Begin DATA TO PROCESS

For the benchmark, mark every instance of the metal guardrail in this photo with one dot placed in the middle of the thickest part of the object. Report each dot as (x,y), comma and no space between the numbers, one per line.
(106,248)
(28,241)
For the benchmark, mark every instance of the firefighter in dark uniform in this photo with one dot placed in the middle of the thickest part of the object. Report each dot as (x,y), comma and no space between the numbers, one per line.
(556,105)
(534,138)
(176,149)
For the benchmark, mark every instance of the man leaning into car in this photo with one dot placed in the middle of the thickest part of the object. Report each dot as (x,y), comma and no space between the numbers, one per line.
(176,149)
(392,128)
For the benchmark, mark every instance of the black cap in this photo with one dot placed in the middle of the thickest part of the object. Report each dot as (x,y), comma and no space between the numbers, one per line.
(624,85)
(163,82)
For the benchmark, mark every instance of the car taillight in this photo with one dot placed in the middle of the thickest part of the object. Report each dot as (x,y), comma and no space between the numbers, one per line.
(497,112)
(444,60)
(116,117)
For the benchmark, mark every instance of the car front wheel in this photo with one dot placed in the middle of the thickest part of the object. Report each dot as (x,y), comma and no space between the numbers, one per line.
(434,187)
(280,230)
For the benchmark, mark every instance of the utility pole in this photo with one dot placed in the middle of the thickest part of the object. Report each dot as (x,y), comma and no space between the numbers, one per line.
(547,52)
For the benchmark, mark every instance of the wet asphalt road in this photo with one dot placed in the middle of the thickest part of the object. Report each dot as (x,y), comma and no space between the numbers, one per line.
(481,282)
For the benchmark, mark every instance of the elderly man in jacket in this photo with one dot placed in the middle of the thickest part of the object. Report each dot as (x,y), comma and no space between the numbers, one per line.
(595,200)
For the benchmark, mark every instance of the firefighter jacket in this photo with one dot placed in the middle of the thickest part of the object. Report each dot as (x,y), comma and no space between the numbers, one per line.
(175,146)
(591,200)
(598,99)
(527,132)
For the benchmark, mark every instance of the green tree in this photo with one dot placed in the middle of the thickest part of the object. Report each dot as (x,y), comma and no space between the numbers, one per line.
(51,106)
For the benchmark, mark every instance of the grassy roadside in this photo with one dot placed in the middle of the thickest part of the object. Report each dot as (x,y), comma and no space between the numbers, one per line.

End DATA TO PROCESS

## REQUIREMENT
Start at the line that contains "For the benchmark, mark every instance of the green" and go through the end of the records. Rewrite every line in that stretch, shifting each coordinate in the answers up by 143 and copying all other lines unchanged, including the (x,y) pattern.

## EXERCISE RESULT
For the benchmark, mark every instance of the green tree in this photo with one dot placed in the middle of the thickest part of the object. Report each dot as (x,y), comma and no space between the numbers, one per line.
(194,249)
For the benchmark, mark every instance of the grassy roadside in this photo with one dot placed in the middle of the thickest part of the object. Report each dot as (x,y), comma and no space between the numbers, one per line.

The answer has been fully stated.